[Items from a labeling collection]
###

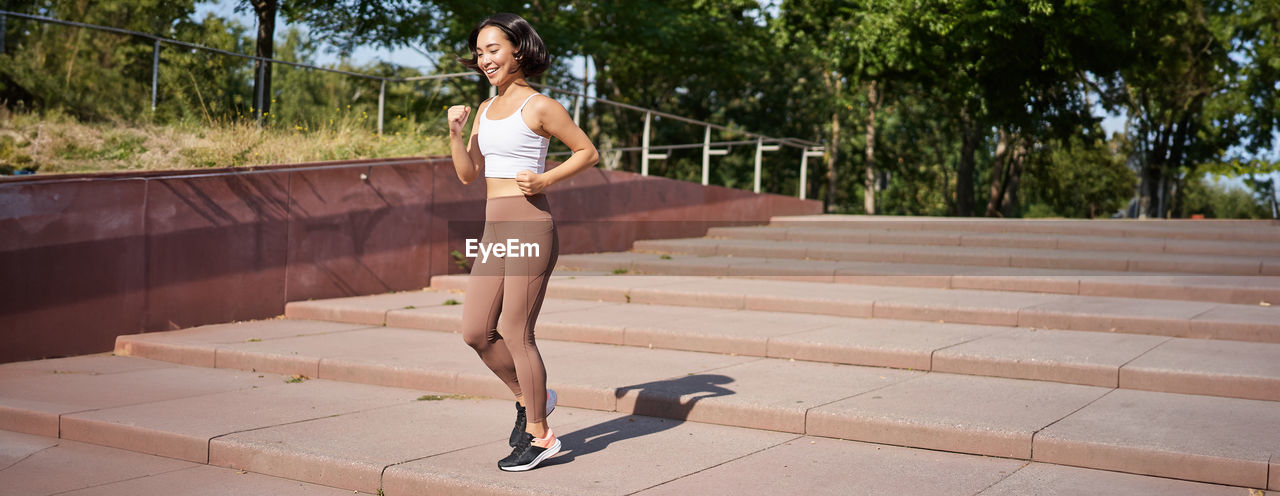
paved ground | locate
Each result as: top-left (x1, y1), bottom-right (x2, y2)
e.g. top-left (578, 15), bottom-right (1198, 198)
top-left (0, 216), bottom-right (1280, 495)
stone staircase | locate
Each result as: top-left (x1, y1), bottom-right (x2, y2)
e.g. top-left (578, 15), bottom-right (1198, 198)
top-left (0, 216), bottom-right (1280, 495)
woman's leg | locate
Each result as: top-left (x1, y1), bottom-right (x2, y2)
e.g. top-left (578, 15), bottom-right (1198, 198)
top-left (498, 196), bottom-right (559, 426)
top-left (462, 222), bottom-right (521, 398)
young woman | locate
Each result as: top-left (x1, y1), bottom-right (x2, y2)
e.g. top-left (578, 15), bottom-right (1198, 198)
top-left (448, 14), bottom-right (599, 472)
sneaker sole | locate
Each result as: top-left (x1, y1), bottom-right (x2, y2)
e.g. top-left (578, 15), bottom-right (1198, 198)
top-left (498, 438), bottom-right (561, 472)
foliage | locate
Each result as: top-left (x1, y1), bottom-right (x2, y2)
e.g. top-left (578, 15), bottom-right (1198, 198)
top-left (0, 0), bottom-right (1280, 217)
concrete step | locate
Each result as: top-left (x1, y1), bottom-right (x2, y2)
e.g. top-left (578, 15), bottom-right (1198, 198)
top-left (769, 215), bottom-right (1280, 243)
top-left (431, 275), bottom-right (1280, 343)
top-left (280, 290), bottom-right (1280, 401)
top-left (707, 225), bottom-right (1280, 257)
top-left (632, 238), bottom-right (1280, 276)
top-left (0, 355), bottom-right (1277, 496)
top-left (102, 321), bottom-right (1280, 490)
top-left (557, 252), bottom-right (1280, 306)
top-left (0, 431), bottom-right (369, 496)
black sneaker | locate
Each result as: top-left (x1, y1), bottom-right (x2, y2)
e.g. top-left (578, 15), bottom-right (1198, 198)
top-left (507, 403), bottom-right (526, 447)
top-left (507, 389), bottom-right (557, 447)
top-left (498, 432), bottom-right (561, 472)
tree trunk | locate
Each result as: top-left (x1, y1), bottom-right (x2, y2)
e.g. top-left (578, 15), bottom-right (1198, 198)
top-left (956, 111), bottom-right (978, 217)
top-left (253, 0), bottom-right (280, 118)
top-left (822, 75), bottom-right (841, 212)
top-left (986, 129), bottom-right (1012, 217)
top-left (1000, 139), bottom-right (1032, 217)
top-left (863, 81), bottom-right (881, 215)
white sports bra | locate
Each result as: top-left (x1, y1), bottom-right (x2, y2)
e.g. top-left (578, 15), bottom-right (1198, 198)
top-left (476, 93), bottom-right (552, 179)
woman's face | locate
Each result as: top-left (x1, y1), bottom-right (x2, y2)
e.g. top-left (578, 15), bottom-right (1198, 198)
top-left (476, 26), bottom-right (524, 86)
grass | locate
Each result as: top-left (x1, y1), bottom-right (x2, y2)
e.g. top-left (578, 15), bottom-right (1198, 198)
top-left (0, 109), bottom-right (448, 175)
top-left (417, 395), bottom-right (476, 401)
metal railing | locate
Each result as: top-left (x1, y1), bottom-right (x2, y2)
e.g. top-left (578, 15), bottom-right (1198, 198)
top-left (0, 10), bottom-right (826, 199)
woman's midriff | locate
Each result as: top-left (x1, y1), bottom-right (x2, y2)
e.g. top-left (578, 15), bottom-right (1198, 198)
top-left (484, 178), bottom-right (525, 198)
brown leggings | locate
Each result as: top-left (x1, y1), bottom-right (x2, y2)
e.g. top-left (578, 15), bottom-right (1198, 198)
top-left (462, 194), bottom-right (559, 423)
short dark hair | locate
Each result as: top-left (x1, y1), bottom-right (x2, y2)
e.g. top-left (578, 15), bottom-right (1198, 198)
top-left (458, 13), bottom-right (550, 78)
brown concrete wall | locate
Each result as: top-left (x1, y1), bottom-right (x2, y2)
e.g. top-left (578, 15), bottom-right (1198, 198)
top-left (0, 157), bottom-right (822, 362)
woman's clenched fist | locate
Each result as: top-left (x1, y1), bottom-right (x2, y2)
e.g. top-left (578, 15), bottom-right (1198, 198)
top-left (449, 105), bottom-right (471, 136)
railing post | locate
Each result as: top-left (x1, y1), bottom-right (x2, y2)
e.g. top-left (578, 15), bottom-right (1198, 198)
top-left (754, 137), bottom-right (778, 193)
top-left (703, 125), bottom-right (712, 185)
top-left (751, 138), bottom-right (764, 193)
top-left (378, 79), bottom-right (387, 136)
top-left (253, 59), bottom-right (266, 127)
top-left (800, 147), bottom-right (826, 199)
top-left (150, 40), bottom-right (160, 114)
top-left (703, 125), bottom-right (728, 185)
top-left (640, 112), bottom-right (653, 175)
top-left (640, 112), bottom-right (667, 175)
top-left (573, 87), bottom-right (586, 128)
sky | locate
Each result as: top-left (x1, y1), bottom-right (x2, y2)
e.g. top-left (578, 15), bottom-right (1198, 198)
top-left (193, 0), bottom-right (1280, 194)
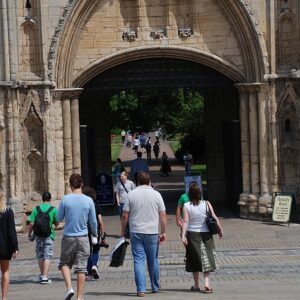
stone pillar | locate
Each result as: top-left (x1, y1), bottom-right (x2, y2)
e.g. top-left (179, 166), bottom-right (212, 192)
top-left (258, 84), bottom-right (272, 214)
top-left (53, 88), bottom-right (82, 193)
top-left (63, 98), bottom-right (73, 193)
top-left (167, 0), bottom-right (178, 39)
top-left (249, 89), bottom-right (260, 195)
top-left (71, 98), bottom-right (81, 174)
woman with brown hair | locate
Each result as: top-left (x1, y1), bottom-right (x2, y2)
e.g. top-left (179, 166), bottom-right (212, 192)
top-left (182, 185), bottom-right (223, 293)
top-left (0, 191), bottom-right (19, 300)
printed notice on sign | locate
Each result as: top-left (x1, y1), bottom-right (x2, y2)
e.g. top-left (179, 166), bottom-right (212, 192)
top-left (272, 195), bottom-right (293, 222)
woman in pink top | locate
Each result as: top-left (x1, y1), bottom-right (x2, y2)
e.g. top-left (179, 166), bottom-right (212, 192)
top-left (182, 185), bottom-right (223, 293)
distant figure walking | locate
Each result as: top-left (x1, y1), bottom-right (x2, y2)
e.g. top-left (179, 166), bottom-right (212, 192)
top-left (28, 192), bottom-right (58, 284)
top-left (121, 172), bottom-right (167, 298)
top-left (0, 192), bottom-right (19, 300)
top-left (130, 151), bottom-right (149, 186)
top-left (58, 174), bottom-right (97, 300)
top-left (153, 141), bottom-right (160, 160)
top-left (160, 151), bottom-right (171, 176)
top-left (112, 158), bottom-right (125, 183)
top-left (121, 129), bottom-right (126, 144)
top-left (183, 150), bottom-right (193, 175)
top-left (181, 185), bottom-right (223, 293)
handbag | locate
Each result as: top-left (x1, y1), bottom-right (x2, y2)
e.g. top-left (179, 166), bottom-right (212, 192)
top-left (205, 201), bottom-right (220, 234)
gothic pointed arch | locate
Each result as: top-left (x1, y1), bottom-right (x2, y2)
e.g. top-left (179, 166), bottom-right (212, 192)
top-left (49, 0), bottom-right (269, 88)
top-left (277, 82), bottom-right (300, 192)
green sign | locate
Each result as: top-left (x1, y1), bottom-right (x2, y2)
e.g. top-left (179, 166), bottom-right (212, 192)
top-left (272, 195), bottom-right (293, 222)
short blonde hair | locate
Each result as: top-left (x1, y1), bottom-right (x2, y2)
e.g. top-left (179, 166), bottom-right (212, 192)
top-left (0, 191), bottom-right (6, 212)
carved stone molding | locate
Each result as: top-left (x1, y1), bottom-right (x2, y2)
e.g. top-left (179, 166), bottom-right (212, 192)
top-left (150, 29), bottom-right (166, 40)
top-left (122, 29), bottom-right (137, 42)
top-left (48, 0), bottom-right (76, 80)
top-left (178, 28), bottom-right (193, 38)
top-left (51, 88), bottom-right (83, 100)
top-left (21, 90), bottom-right (42, 123)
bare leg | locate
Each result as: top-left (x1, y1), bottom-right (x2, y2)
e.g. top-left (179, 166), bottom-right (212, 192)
top-left (203, 272), bottom-right (210, 288)
top-left (61, 266), bottom-right (72, 290)
top-left (193, 272), bottom-right (199, 289)
top-left (77, 273), bottom-right (85, 300)
top-left (0, 260), bottom-right (9, 300)
top-left (38, 259), bottom-right (50, 278)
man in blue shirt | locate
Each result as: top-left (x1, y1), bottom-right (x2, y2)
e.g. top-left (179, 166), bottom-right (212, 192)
top-left (57, 174), bottom-right (97, 300)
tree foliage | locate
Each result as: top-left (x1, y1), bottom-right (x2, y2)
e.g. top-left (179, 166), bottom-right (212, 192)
top-left (110, 88), bottom-right (204, 160)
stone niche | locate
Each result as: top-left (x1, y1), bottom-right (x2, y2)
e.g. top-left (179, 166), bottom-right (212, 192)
top-left (22, 91), bottom-right (45, 211)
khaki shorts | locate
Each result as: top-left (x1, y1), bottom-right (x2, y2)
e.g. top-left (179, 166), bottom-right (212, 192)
top-left (58, 236), bottom-right (90, 273)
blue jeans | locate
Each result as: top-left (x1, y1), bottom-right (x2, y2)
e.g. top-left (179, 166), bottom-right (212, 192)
top-left (130, 232), bottom-right (159, 292)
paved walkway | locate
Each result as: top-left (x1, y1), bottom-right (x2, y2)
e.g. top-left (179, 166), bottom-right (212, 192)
top-left (8, 138), bottom-right (300, 300)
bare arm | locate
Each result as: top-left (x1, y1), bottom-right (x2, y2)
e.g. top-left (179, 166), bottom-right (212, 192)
top-left (181, 207), bottom-right (189, 245)
top-left (207, 201), bottom-right (223, 238)
top-left (97, 214), bottom-right (105, 232)
top-left (159, 211), bottom-right (167, 243)
top-left (176, 205), bottom-right (182, 227)
top-left (120, 211), bottom-right (129, 236)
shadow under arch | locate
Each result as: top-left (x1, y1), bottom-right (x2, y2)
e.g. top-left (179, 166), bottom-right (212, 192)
top-left (72, 46), bottom-right (245, 87)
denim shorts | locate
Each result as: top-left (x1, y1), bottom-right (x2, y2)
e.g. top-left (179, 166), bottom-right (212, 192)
top-left (58, 236), bottom-right (90, 273)
top-left (35, 237), bottom-right (54, 259)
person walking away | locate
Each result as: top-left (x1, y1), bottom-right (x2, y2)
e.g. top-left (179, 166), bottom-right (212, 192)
top-left (121, 172), bottom-right (167, 297)
top-left (0, 191), bottom-right (19, 300)
top-left (130, 151), bottom-right (149, 186)
top-left (160, 151), bottom-right (171, 176)
top-left (28, 192), bottom-right (58, 284)
top-left (58, 174), bottom-right (97, 300)
top-left (115, 170), bottom-right (135, 217)
top-left (183, 151), bottom-right (193, 175)
top-left (112, 158), bottom-right (125, 183)
top-left (181, 185), bottom-right (223, 293)
top-left (82, 186), bottom-right (108, 280)
top-left (133, 135), bottom-right (140, 153)
top-left (153, 141), bottom-right (159, 160)
top-left (121, 129), bottom-right (126, 145)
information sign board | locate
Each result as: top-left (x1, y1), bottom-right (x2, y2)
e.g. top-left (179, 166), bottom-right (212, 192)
top-left (96, 173), bottom-right (115, 205)
top-left (272, 195), bottom-right (293, 223)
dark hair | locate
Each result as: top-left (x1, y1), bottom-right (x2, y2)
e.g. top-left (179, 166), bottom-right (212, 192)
top-left (82, 186), bottom-right (96, 201)
top-left (69, 173), bottom-right (83, 189)
top-left (137, 171), bottom-right (150, 185)
top-left (189, 183), bottom-right (202, 205)
top-left (42, 192), bottom-right (52, 201)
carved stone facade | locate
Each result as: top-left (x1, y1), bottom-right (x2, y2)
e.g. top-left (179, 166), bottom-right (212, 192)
top-left (0, 0), bottom-right (300, 224)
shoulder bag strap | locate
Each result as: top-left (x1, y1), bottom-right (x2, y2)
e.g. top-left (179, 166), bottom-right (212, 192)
top-left (120, 180), bottom-right (128, 194)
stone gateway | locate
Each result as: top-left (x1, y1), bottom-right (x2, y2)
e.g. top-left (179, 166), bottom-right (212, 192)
top-left (0, 0), bottom-right (300, 224)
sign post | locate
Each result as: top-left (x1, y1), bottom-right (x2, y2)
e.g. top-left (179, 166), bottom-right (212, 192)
top-left (96, 173), bottom-right (115, 205)
top-left (272, 194), bottom-right (293, 223)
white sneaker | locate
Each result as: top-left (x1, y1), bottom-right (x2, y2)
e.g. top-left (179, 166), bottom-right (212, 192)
top-left (40, 277), bottom-right (52, 284)
top-left (64, 288), bottom-right (75, 300)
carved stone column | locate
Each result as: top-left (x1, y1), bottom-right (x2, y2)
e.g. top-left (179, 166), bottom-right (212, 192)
top-left (71, 95), bottom-right (81, 174)
top-left (258, 84), bottom-right (272, 214)
top-left (249, 86), bottom-right (260, 200)
top-left (54, 88), bottom-right (82, 193)
top-left (62, 98), bottom-right (73, 192)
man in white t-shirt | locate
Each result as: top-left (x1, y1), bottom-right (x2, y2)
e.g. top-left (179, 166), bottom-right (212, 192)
top-left (121, 172), bottom-right (167, 297)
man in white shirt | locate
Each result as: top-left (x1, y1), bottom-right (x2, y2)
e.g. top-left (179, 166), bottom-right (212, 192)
top-left (121, 172), bottom-right (167, 297)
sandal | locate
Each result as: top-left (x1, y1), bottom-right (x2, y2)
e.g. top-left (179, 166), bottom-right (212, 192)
top-left (203, 286), bottom-right (213, 294)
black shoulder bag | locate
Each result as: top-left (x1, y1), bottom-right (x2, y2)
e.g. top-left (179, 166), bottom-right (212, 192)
top-left (205, 201), bottom-right (220, 234)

###

Write the lines out verbatim, from the one with "white sneaker | locate" through the last line of the entries, and stop there.

Right answer ::
white sneaker | locate
Each result as: top-left (x1, y1), bottom-right (x2, y2)
e.g. top-left (179, 166), bottom-right (212, 192)
top-left (40, 277), bottom-right (52, 284)
top-left (64, 288), bottom-right (75, 300)
carved stone column | locate
Each result as: top-left (x1, y1), bottom-right (x2, y2)
e.g. top-left (179, 166), bottom-right (212, 192)
top-left (71, 95), bottom-right (81, 174)
top-left (258, 84), bottom-right (272, 214)
top-left (249, 86), bottom-right (260, 200)
top-left (54, 88), bottom-right (82, 193)
top-left (62, 98), bottom-right (73, 192)
man in white t-shirt | locate
Each result as: top-left (x1, y1), bottom-right (x2, y2)
e.g. top-left (179, 166), bottom-right (212, 192)
top-left (121, 172), bottom-right (167, 297)
man in white shirt | locate
Each result as: top-left (x1, y1), bottom-right (x2, y2)
e.g. top-left (179, 166), bottom-right (212, 192)
top-left (121, 172), bottom-right (167, 297)
sandal | locate
Each result as: top-left (x1, y1), bottom-right (x2, y2)
e.g. top-left (179, 166), bottom-right (212, 192)
top-left (203, 286), bottom-right (213, 294)
black shoulder bag | locate
Each result as: top-left (x1, y1), bottom-right (x2, y2)
e.g. top-left (179, 166), bottom-right (212, 192)
top-left (205, 201), bottom-right (220, 234)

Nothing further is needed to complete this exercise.